What you will do
Please present all the entries below as a numbered list, omitting any blank lines. Leave the pictures out of your answer.

## BEGIN

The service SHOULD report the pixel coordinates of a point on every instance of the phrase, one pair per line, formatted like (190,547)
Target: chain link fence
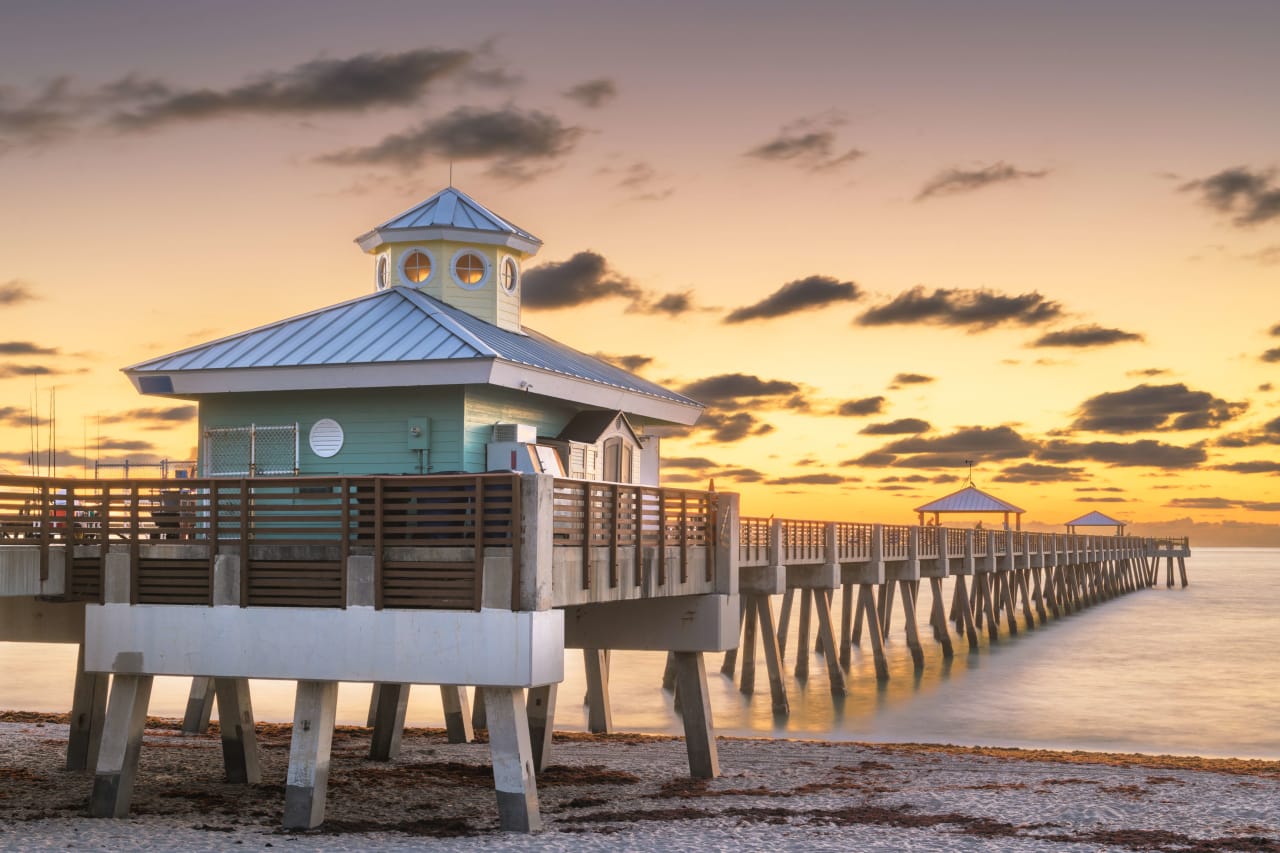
(251,451)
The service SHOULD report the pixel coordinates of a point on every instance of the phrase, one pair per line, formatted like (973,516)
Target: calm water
(1192,670)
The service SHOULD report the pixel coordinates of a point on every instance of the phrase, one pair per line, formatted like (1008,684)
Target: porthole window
(416,267)
(470,269)
(510,276)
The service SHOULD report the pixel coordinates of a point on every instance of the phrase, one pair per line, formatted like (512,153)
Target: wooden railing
(617,516)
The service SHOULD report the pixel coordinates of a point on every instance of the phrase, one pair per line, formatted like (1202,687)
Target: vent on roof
(521,433)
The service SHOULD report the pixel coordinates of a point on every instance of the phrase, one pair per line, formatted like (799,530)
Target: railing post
(531,583)
(722,546)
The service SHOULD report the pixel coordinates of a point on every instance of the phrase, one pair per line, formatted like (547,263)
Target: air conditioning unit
(520,433)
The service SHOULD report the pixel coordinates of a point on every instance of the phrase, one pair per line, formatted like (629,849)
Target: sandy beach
(632,792)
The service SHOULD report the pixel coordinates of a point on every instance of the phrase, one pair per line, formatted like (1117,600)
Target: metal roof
(1095,519)
(970,498)
(396,325)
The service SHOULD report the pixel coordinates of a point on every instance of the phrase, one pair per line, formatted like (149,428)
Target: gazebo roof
(1095,519)
(970,498)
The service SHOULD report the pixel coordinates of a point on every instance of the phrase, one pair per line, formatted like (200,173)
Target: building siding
(374,423)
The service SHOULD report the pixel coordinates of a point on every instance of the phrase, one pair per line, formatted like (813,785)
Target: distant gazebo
(1096,519)
(970,500)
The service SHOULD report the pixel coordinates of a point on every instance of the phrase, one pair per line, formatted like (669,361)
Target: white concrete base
(685,624)
(490,647)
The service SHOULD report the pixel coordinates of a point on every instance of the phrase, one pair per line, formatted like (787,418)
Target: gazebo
(970,498)
(1096,519)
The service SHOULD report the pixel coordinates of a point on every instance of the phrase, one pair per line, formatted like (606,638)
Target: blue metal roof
(452,208)
(970,498)
(396,325)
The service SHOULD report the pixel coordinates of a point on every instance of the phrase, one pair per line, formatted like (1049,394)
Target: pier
(476,580)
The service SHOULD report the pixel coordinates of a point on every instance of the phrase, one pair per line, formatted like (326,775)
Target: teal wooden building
(432,372)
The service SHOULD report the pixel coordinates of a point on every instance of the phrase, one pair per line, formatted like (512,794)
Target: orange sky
(1084,195)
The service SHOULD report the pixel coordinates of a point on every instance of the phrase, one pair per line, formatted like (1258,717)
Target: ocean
(1185,671)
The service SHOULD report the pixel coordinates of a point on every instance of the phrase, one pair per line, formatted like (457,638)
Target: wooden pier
(479,580)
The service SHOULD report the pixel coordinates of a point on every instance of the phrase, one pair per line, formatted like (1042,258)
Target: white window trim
(515,279)
(453,263)
(400,268)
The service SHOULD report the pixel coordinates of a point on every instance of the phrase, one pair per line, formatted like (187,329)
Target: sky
(878,240)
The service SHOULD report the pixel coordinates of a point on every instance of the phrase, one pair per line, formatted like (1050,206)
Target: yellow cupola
(455,249)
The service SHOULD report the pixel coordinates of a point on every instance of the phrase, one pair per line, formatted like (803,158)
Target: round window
(510,276)
(417,267)
(469,269)
(325,437)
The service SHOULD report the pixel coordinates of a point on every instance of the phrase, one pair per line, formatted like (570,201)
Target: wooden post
(599,716)
(696,714)
(867,605)
(913,634)
(785,620)
(938,619)
(772,656)
(388,721)
(240,738)
(826,633)
(200,706)
(315,710)
(120,747)
(540,707)
(801,669)
(457,714)
(88,714)
(748,644)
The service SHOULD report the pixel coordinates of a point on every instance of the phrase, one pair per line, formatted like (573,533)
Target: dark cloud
(809,144)
(16,292)
(1147,407)
(320,86)
(695,463)
(583,278)
(24,347)
(670,304)
(812,479)
(800,295)
(954,450)
(593,94)
(156,414)
(632,363)
(1256,466)
(862,407)
(732,427)
(1036,473)
(1247,196)
(1224,503)
(124,445)
(517,144)
(736,388)
(900,427)
(1086,336)
(955,181)
(10,370)
(1141,454)
(586,277)
(904,379)
(1266,434)
(976,309)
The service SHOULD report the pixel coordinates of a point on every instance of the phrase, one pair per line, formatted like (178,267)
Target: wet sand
(632,792)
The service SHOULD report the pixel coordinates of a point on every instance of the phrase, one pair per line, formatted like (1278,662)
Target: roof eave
(380,236)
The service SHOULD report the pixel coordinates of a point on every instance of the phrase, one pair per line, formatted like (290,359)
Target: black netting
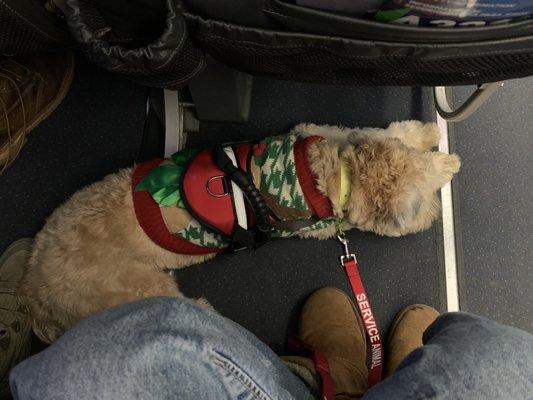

## END

Solution for this problem
1. The service SHOULD report the pixel coordinates of a point on every instance of the phrase, one pair per line, formatted like (190,547)
2. Target: chain link fence
3. (251,451)
4. The service SHOULD report the pixel coordinates of a point on every instance of the phrase, one pair per line, formatted like (973,516)
5. Target: calm water
6. (1192,670)
7. The service SHOULD report the pixel coordinates of a point on every instance of the phrase, one pair per line, formatted like (1008,684)
8. Target: porthole window
9. (416,267)
10. (470,269)
11. (510,276)
12. The service SHOULD report the pixel coordinates of a point on every instance of the phrase, one pair per line, formatted like (512,153)
13. Target: wooden railing
14. (617,516)
15. The service SHOULD report the pixel coordinates of a point on every instance of the phrase, one pair per line, formatted like (1202,687)
16. Target: vent on roof
17. (521,433)
18. The service SHOULD report the pixel coordinates of a point on every instance of the phrase, one pair per line, formatted like (799,530)
19. Target: railing post
20. (531,583)
21. (722,546)
22. The service SHOULD report the pixel coordinates of a point on every instance of the phrase, one pair per line, formatted like (547,263)
23. Target: air conditioning unit
24. (520,433)
25. The service SHOULD report the pixel coordinates of a point on every instance of the phrase, one pair per line, formatted like (629,849)
26. Target: sandy beach
27. (632,792)
28. The service SHOULD report the pixel coordinates of a point on every instance of the phrase, one pair per line, formatted like (1117,600)
29. Target: metal roof
30. (1095,519)
31. (970,498)
32. (396,325)
33. The service SHOULD report the pixel coordinates of a point on every instance of the phrase, one pair per line, formatted like (149,428)
34. Target: gazebo roof
35. (1095,519)
36. (970,498)
37. The service SHOULD report the pixel coordinates of a point on every instance of the phrase, one pair per line, formatted like (200,173)
38. Target: building siding
39. (374,423)
40. The service SHOULD report the pixel coordinates of a point on every instance of the phrase, one pair per line, formatted like (813,785)
41. Target: distant gazebo
42. (1096,519)
43. (970,500)
44. The service SHOULD report the pixel coordinates of a point on every instance of the phrase, one pair per line, formatted like (669,361)
45. Target: white concrete base
46. (685,624)
47. (490,647)
48. The service SHOULD report the pixel coordinates of a point on every instance of the phrase, one pair per line, formatted like (787,418)
49. Target: gazebo
50. (970,498)
51. (1096,519)
52. The service SHOULD report the pixel coordinates of a point on every instance of the phrase, one pair per line, formatted like (606,638)
53. Target: blue metal roof
54. (452,208)
55. (970,498)
56. (396,325)
57. The service SHOULD report the pixel coordinates of a point on every instance of the phrase, one pair per line, formatted like (1049,394)
58. Target: pier
59. (476,580)
60. The service SHOULD report the pixel coordinates of a point on every instance of the phrase, one pair per line, formatted like (326,775)
61. Target: teal wooden building
62. (432,372)
63. The service SHOULD report the pixel coordinates of a point on every instance of the phrase, one pair per line, formatted like (512,794)
64. Target: orange sky
65. (1084,195)
66. The service SHOULD report the pixel coordinates of a point on every instance of the phrase, one pair per line, formatted like (1258,717)
67. Target: ocean
68. (1185,671)
69. The service SHOULD report the pixel coordinates of a point on every instance of the phrase, one pair per line, formatted like (457,638)
70. Target: wooden pier
71. (479,580)
72. The service SHOULD report the pixel coordinates of a point on every instance of the phrase, one pair per line, formatted like (1042,258)
73. Target: white window trim
74. (515,279)
75. (453,263)
76. (400,268)
77. The service SHOULD report the pixel coordinates of a point on every instance of the phrase, one pair per line, formatted like (187,329)
78. Target: sky
79. (878,240)
80. The service SHOULD report the pixel coordinates of a point on every instance of the phrase, one pair per line, formatted like (1050,206)
81. Target: yellow cupola
82. (455,249)
83. The service SHOULD report the pixel coordinates of a point on every instance of the phrase, one pair per line, formatted like (803,158)
84. Target: round window
85. (510,276)
86. (417,267)
87. (469,269)
88. (325,437)
89. The service SHOULD report the pixel coordinates of a point on every instance of the phrase, one pair per line, formatted like (570,201)
90. Target: wooden post
91. (599,716)
92. (696,714)
93. (867,605)
94. (913,634)
95. (785,620)
96. (938,619)
97. (772,656)
98. (388,721)
99. (240,738)
100. (826,633)
101. (200,706)
102. (315,710)
103. (120,747)
104. (540,707)
105. (801,669)
106. (457,714)
107. (88,714)
108. (748,644)
109. The service SHOULD report the pixel coordinates of a point on every instance of the phrase, one pair per line, formatted like (573,533)
110. Target: dark cloud
111. (809,144)
112. (16,292)
113. (1147,407)
114. (320,86)
115. (695,463)
116. (583,278)
117. (24,347)
118. (670,304)
119. (812,479)
120. (800,295)
121. (954,450)
122. (593,94)
123. (156,414)
124. (632,363)
125. (1256,466)
126. (862,407)
127. (732,427)
128. (1036,473)
129. (1247,196)
130. (1224,503)
131. (124,445)
132. (517,144)
133. (736,388)
134. (900,427)
135. (1086,336)
136. (955,181)
137. (10,370)
138. (1141,454)
139. (586,277)
140. (904,379)
141. (1266,434)
142. (976,309)
143. The service SHOULD report the pixel coordinates of a point on every instance of the phrase, one pair per line, formatted like (178,267)
144. Target: wet sand
145. (632,792)
146. The service SHOULD report the pixel coordinates of a point on every instance of the phrase, one pair per line, formatted like (1278,662)
147. Target: roof eave
148. (380,236)
149. The service SHOULD report the pixel coordinates of a point on every instance of the phrase, one pair per line, formatted like (290,359)
150. Target: black netting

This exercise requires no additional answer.